Em um momento do livro, é demonstrado como o poder superior dos alienígenas é aplicado na humanidade para reprimir a violência. Essa aplicação parece com o que o filósofo Immanuel Kant escreveu em “A Metafísica da Moral” (1797): “Existe… só um imperativo categórico, que é este: Aja apenas segundo a máxima que você gostaria de ver transformada em lei universal.” No trecho a seguir, veja o que acontece durante uma tourada na Plaza de Toros, em Madri:

“A primeira lança voou como um raio, acertou [o touro] e, nesse momento, surgiu um som jamais ouvido antes na Terra. Era o som de dez mil pessoas gritando com a dor do mesmo ferimento. Dez mil pessoa que, quando se recuperaram do choque, descobriram-se completamente ilesas. Aquele, porém, foi o fim da tourada e, de fato, de todas as touradas”. (p. 61)

_Registros listados_
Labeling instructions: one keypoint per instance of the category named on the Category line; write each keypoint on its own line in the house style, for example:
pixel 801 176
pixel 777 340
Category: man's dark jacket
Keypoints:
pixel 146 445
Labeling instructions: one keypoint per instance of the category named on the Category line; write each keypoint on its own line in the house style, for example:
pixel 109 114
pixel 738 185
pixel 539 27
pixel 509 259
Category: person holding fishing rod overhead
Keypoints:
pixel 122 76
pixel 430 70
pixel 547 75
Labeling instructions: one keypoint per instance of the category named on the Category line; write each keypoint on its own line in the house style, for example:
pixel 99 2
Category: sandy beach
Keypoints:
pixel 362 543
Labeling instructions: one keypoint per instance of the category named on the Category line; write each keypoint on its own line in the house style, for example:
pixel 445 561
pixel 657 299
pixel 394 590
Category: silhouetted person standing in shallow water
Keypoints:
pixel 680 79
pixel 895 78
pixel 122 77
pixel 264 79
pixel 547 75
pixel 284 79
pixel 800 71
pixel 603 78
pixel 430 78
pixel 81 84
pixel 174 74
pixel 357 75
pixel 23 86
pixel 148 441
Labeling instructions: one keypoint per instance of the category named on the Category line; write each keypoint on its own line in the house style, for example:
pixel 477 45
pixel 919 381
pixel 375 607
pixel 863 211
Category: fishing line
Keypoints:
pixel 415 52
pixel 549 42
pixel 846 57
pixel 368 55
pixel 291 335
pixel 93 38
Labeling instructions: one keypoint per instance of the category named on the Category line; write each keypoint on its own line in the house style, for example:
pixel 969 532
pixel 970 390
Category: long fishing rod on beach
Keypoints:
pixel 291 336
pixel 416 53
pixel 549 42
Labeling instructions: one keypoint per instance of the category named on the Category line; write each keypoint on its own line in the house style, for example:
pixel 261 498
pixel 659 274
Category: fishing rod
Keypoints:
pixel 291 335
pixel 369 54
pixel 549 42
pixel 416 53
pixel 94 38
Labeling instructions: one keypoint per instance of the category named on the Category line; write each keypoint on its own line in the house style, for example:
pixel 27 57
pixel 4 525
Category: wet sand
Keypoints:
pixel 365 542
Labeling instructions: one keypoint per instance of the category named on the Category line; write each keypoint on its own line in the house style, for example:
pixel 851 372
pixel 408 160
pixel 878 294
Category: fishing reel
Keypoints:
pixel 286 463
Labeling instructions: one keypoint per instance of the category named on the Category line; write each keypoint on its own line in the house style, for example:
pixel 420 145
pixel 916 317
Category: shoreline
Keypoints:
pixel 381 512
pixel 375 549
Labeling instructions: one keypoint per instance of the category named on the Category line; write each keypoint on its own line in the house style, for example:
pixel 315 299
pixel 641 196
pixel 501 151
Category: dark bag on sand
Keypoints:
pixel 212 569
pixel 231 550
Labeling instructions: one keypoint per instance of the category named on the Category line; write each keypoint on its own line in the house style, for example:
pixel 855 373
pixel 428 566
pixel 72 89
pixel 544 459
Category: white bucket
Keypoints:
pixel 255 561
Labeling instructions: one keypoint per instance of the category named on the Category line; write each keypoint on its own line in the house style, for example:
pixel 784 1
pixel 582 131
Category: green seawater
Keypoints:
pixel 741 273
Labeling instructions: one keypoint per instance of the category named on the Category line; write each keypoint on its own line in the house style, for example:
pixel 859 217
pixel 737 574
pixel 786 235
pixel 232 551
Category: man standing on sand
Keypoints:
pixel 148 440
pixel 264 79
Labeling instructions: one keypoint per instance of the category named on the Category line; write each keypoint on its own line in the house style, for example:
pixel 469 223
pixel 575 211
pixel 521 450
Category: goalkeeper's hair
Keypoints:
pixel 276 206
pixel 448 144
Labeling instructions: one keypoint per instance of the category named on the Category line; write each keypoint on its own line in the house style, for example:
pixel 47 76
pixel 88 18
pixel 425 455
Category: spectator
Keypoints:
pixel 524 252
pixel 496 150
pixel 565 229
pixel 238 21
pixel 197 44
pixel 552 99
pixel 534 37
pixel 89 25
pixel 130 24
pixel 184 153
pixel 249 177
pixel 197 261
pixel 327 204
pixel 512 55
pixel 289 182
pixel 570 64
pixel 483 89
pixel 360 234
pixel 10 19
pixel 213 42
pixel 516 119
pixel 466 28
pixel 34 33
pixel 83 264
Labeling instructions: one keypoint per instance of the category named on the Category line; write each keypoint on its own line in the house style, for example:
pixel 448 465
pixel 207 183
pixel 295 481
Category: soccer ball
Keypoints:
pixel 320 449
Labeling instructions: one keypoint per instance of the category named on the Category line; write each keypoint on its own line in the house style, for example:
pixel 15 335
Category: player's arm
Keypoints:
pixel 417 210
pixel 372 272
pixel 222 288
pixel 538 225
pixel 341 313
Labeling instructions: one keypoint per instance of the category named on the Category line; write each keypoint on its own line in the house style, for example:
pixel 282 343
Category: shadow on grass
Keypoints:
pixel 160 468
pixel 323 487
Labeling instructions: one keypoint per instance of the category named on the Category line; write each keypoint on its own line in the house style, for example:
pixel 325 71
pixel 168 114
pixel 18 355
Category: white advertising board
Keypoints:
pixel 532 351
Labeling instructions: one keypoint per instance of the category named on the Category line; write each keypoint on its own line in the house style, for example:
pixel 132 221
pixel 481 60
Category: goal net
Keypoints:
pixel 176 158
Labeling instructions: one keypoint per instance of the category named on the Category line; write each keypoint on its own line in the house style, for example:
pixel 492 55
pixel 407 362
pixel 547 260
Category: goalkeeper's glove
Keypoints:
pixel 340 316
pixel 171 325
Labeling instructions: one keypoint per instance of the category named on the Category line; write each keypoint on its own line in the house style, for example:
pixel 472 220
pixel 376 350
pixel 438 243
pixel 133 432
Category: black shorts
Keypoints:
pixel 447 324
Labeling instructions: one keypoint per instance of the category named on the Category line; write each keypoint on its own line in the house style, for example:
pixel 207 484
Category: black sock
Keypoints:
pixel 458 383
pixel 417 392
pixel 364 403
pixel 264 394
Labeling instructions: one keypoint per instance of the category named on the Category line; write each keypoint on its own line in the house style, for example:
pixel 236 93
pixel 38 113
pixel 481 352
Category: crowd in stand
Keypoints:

_Lista de tarefas_
A: Liste os nomes próprios, incluindo títulos de obras, que aparecem no parágrafo do trecho selecionado anterior à citação que começa com “A primeira lança voou”.
B: Continue o trecho selecionado, sobre o livro e a tourada em Madri, a partir do ponto em que ele termina.
Os registros não são necessários para nada do que se pede.

_Respostas finais_
A:
Immanuel Kant
A Metafísica da Moral
Plaza de Toros
Madri

B:
Ainda sobre questões criminais, eles possuíam uma máquina que podia mostrar qualquer ponto da história humana, podendo revelar quem teria causado o crime. Mais do que isso, forneceria o que realmente aconteceu em momentos chave da humanidade, como na época do surgimento das religiões. É citado que “embora tivesse sido óbvio, para qualquer mente racional, que todas as escrituras religiosas do mundo não poderiam ser verdadeiras, o choque foi, mesmo assim, profundo.” (p. 97) Porém, a tecnologia era apresentada como seu produto final para a humanidade, e não todos os pormenores de como funcionava. Considerando fé como uma opinião de que algo é verdade, sem qualquer tipo de prova, parece que a fé agora voltou-se para os Seres Supremos, já que acreditam que o que tem nessa máquina é verdadeiro mesmo sem conhecer seu funcionamento. Como diria o próprio autor do livro, “qualquer tecnologia suficientemente avançada é indistinguível da magia”.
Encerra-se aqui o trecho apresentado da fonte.